After the screening, participants were challenged by Yblin Escobar Roman (CATAPA)  to think about the connections between the documentary and material consumption within the European Union and Belgium. Under the guise of ‘green mining’, the EU’s Critical Raw Materials list outlines a strategy for the resourcing of over thirty mined resources, such as lithium, deemed ‘necessary’ for the green transition. To fund the ‘green transition’, by 2050 the EU will require sixty times more lithium for electric vehicle batteries and energy storage versus current supply. 

Electric vehicles are not the solution to our climate crisis. Our push for ‘green mobility’ is steeped in the same extractivist logic that views our planet as an inexhaustible resource to be mined and dominated by humankind. But this fails to understand the fundamental contradiction: 


We cannot mine our way out of the climate crisis

This contradiction is at the heart of ‘El Nombre Del Litio’. Due to the harsh conditions, only microorganisms are adapted to survive within the Salar basin. Living under the salars, colonies, or ‘forests’ of microorganisms engaging in photosynthesis, have served as a carbon sink for over 3.5 billion years, releasing oxygen and creating our ozone layer. Yet, in the name of tackling the climate crisis, transnational corporations are extracting vast quantities of water from the basin, starving and destroying the very microorganisms that allow our continued existence on Mother Earth.
# # #
Given problem 1: According to the passage on lithium mining, how much more lithium will the EU need by 2050 compared with current supply?
Given problem 2: Reproduce the passage on lithium mining from "We cannot mine" up to and including "on Mother Earth.".
Given problem 3: Take the passage on lithium mining further, picking up after its last sentence.
The items come from a separate source.

Dataset content:
# # #
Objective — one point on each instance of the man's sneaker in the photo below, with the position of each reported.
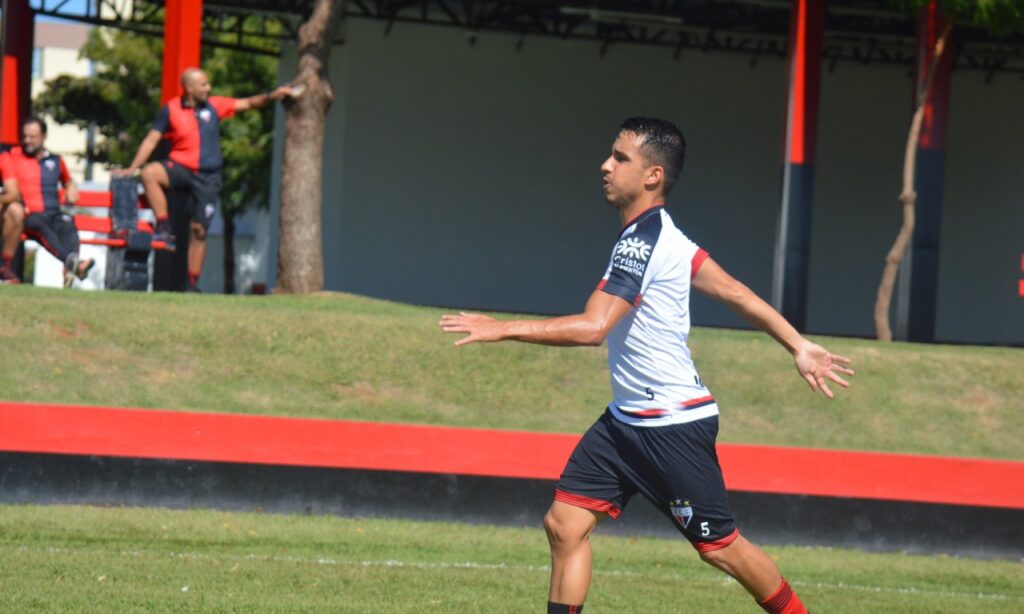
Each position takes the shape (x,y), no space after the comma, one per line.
(84,266)
(7,275)
(71,268)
# # #
Exercise answer 1: Sixty times more than current supply.

Exercise answer 2:
We cannot mine our way out of the climate crisis

This contradiction is at the heart of ‘El Nombre Del Litio’. Due to the harsh conditions, only microorganisms are adapted to survive within the Salar basin. Living under the salars, colonies, or ‘forests’ of microorganisms engaging in photosynthesis, have served as a carbon sink for over 3.5 billion years, releasing oxygen and creating our ozone layer. Yet, in the name of tackling the climate crisis, transnational corporations are extracting vast quantities of water from the basin, starving and destroying the very microorganisms that allow our continued existence on Mother Earth.

Exercise answer 3:
A Just Transition to Accessible, Carbon Zero Transport

Rather than maintaining the status quo by switching to electric cars, a just transition requires a fundamental re-organisation of our cities and communities towards zero emission public, not private transportation. Transportation accounts for 27% of global emissions.C40 Cities argue limiting global warming to 1.5 degrees celsius requires doubling public transport use within cities by 2030

Despite this, De Lijn’s latest plans will oversee the removal of 1 in 7 bus stops in Ghent – around 200 in total. Zonder Bushalte Straat, an action group campaigning against these changes, argues this will inevitably prevent older and less mobile citizens from accessing and traversing the city.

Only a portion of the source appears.